EXERCISE PROMPT:
Show every line in the data below that contains the word "distant", reproducing each such line in full.

╭─ DATA IN THIS EXERCISE

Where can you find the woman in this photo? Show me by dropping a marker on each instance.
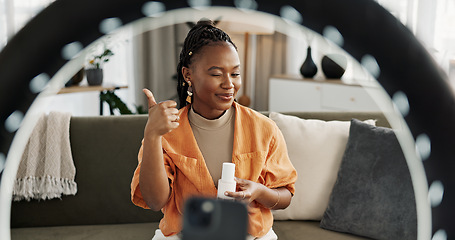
(209, 129)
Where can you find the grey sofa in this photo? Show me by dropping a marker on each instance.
(105, 151)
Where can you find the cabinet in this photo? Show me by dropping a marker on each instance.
(293, 93)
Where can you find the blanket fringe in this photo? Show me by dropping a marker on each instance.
(42, 188)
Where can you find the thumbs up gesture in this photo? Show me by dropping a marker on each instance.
(163, 116)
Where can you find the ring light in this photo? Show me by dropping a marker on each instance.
(369, 33)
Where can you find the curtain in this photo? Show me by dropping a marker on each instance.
(270, 60)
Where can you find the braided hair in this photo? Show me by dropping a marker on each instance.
(202, 34)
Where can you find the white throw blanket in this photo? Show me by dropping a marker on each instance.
(47, 169)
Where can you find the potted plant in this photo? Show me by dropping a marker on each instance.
(94, 73)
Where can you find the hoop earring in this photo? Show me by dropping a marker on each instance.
(189, 92)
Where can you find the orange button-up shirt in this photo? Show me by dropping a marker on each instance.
(259, 155)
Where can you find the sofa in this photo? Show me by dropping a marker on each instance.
(104, 150)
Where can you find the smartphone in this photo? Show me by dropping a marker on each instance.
(219, 219)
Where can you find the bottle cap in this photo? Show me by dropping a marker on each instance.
(228, 172)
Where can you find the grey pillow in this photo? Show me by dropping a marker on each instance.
(373, 195)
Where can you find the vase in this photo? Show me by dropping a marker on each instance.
(76, 79)
(94, 76)
(308, 68)
(333, 65)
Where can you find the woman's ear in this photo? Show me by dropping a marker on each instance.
(186, 72)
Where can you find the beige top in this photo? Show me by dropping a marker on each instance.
(215, 139)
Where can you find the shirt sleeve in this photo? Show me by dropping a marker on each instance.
(136, 195)
(279, 170)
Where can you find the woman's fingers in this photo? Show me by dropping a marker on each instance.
(163, 116)
(150, 98)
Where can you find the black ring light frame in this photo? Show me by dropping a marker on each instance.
(366, 27)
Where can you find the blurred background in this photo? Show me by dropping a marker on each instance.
(272, 54)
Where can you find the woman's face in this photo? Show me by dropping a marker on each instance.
(215, 78)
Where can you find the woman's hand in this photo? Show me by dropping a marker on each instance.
(253, 193)
(163, 117)
(247, 191)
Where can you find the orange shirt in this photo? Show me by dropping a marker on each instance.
(259, 155)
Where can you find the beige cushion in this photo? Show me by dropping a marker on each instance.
(315, 148)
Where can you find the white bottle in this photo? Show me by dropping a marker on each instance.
(227, 182)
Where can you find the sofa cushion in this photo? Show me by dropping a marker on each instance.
(315, 148)
(373, 195)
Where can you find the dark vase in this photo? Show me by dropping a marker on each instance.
(333, 66)
(94, 76)
(308, 68)
(76, 79)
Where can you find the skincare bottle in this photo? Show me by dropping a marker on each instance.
(227, 182)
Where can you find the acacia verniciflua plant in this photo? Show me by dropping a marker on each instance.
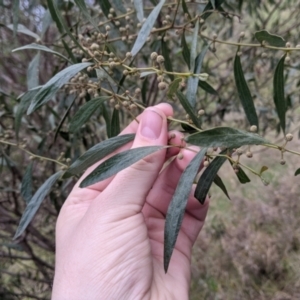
(118, 57)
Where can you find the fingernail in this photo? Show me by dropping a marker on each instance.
(151, 124)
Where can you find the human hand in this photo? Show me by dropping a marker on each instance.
(110, 235)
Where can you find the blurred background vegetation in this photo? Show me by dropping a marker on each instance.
(250, 246)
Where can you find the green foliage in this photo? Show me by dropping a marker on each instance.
(84, 70)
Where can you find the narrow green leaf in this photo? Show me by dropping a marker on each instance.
(69, 51)
(105, 6)
(185, 50)
(54, 84)
(33, 72)
(278, 86)
(98, 152)
(194, 44)
(138, 5)
(219, 182)
(55, 16)
(146, 28)
(173, 87)
(82, 7)
(85, 112)
(270, 39)
(25, 100)
(62, 120)
(166, 54)
(176, 209)
(225, 137)
(145, 74)
(115, 123)
(119, 6)
(16, 12)
(244, 92)
(106, 116)
(185, 8)
(118, 163)
(208, 177)
(26, 186)
(297, 172)
(192, 84)
(42, 48)
(35, 203)
(207, 87)
(188, 108)
(241, 175)
(22, 29)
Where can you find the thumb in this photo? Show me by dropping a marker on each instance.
(132, 185)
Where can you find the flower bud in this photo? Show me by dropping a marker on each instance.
(289, 137)
(162, 86)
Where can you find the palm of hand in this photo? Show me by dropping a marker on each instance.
(110, 236)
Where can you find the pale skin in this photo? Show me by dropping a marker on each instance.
(110, 236)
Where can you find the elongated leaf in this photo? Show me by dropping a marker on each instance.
(278, 86)
(263, 169)
(244, 92)
(47, 20)
(98, 152)
(16, 12)
(173, 87)
(35, 203)
(185, 9)
(60, 23)
(33, 72)
(138, 5)
(42, 48)
(146, 28)
(188, 108)
(207, 177)
(192, 84)
(54, 84)
(176, 209)
(219, 182)
(194, 44)
(85, 112)
(297, 172)
(241, 175)
(55, 16)
(81, 5)
(26, 186)
(118, 163)
(270, 39)
(185, 50)
(105, 6)
(166, 54)
(23, 106)
(22, 29)
(145, 74)
(209, 7)
(225, 137)
(115, 123)
(207, 87)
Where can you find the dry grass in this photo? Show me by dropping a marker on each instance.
(250, 246)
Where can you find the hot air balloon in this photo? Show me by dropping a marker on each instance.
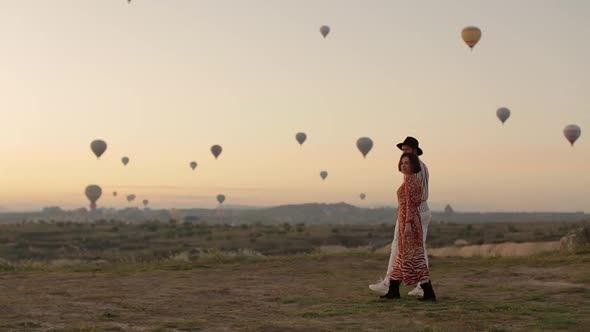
(98, 147)
(471, 36)
(364, 144)
(220, 198)
(93, 193)
(503, 114)
(572, 133)
(216, 150)
(300, 137)
(324, 30)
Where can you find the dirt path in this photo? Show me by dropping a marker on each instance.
(299, 294)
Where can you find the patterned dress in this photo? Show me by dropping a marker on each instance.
(409, 265)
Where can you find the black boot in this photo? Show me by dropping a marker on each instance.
(393, 292)
(428, 292)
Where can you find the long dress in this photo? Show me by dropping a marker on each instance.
(409, 265)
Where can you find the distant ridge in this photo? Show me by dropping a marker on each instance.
(309, 213)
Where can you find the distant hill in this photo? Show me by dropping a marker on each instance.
(311, 213)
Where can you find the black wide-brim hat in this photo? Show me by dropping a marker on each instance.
(411, 141)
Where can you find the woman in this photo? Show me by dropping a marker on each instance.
(409, 265)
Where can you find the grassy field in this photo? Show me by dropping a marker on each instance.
(113, 276)
(116, 241)
(296, 293)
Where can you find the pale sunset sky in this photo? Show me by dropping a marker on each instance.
(162, 80)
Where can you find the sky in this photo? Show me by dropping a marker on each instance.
(162, 81)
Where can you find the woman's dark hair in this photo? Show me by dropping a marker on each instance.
(414, 162)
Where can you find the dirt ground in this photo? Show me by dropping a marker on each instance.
(299, 293)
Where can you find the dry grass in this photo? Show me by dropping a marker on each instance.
(297, 293)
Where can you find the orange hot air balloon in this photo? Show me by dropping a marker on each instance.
(471, 36)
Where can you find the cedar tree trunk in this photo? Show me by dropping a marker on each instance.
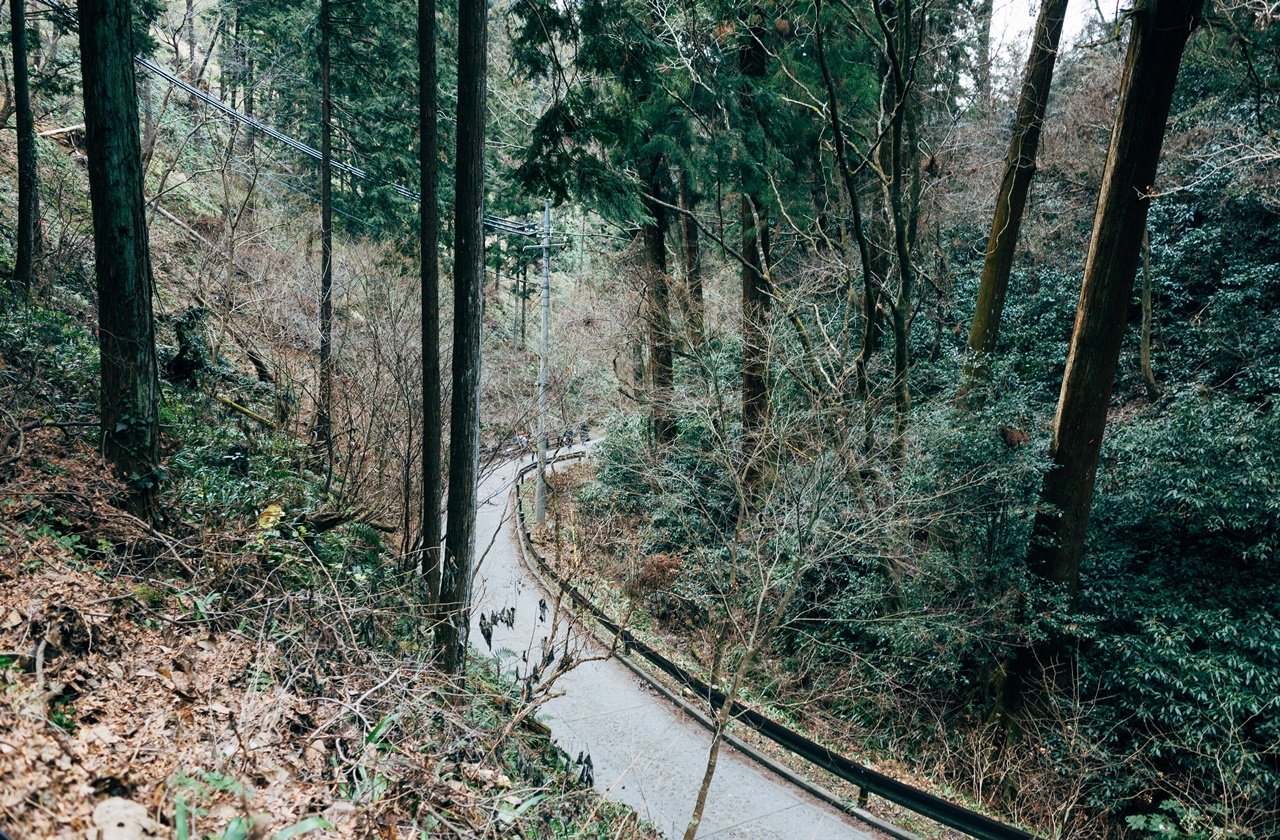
(429, 218)
(467, 284)
(131, 386)
(1159, 33)
(28, 200)
(1014, 187)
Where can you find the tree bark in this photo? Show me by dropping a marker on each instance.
(659, 311)
(983, 49)
(1148, 375)
(324, 402)
(753, 60)
(695, 307)
(1014, 187)
(1156, 41)
(467, 286)
(28, 197)
(429, 218)
(131, 384)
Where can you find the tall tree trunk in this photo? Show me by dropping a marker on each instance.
(188, 23)
(429, 217)
(695, 306)
(1157, 36)
(1148, 375)
(467, 286)
(1014, 187)
(28, 199)
(131, 384)
(324, 402)
(753, 60)
(901, 32)
(659, 311)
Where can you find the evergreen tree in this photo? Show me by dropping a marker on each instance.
(131, 387)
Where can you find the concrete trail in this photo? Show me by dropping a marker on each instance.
(644, 752)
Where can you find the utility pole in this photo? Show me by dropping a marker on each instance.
(540, 496)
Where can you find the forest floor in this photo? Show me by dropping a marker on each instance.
(137, 701)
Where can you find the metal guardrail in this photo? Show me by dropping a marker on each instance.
(868, 780)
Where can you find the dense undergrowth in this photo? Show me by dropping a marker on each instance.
(914, 596)
(280, 661)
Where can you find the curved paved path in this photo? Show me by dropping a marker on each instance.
(645, 752)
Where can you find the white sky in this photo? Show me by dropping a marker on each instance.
(1013, 21)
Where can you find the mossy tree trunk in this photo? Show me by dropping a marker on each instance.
(324, 400)
(467, 286)
(753, 60)
(658, 309)
(131, 386)
(695, 307)
(28, 200)
(1157, 37)
(429, 218)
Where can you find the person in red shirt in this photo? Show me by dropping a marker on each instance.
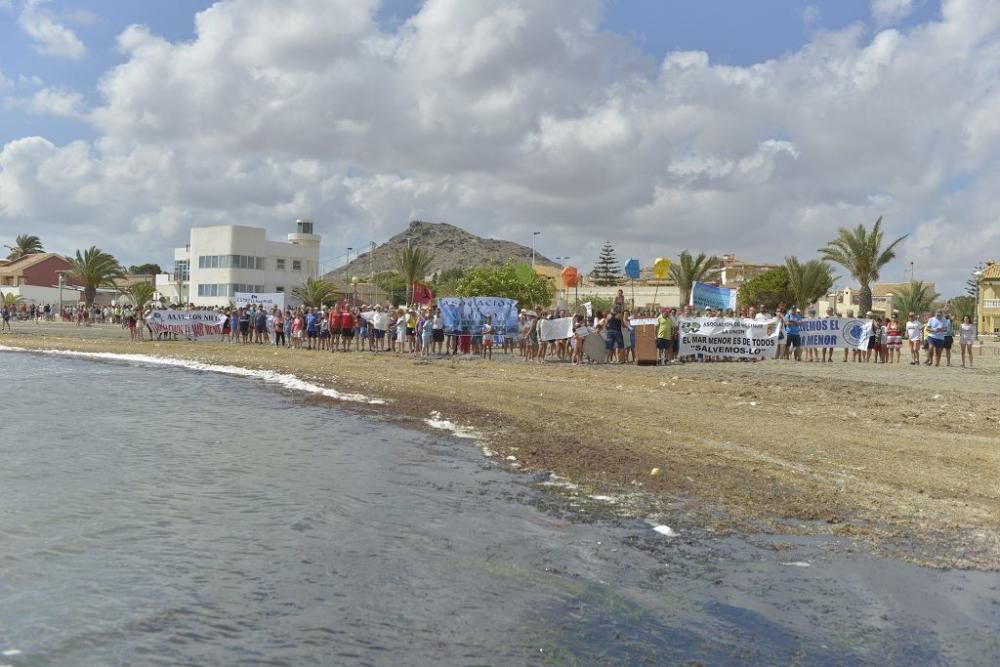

╰─

SOLUTION TO THE EXERCISE:
Where can you find the distant ridge in this photo? Show me by dropping a marker on each instance.
Where can you find the distant hill in this photo? Show me by dropping a marker on each instance.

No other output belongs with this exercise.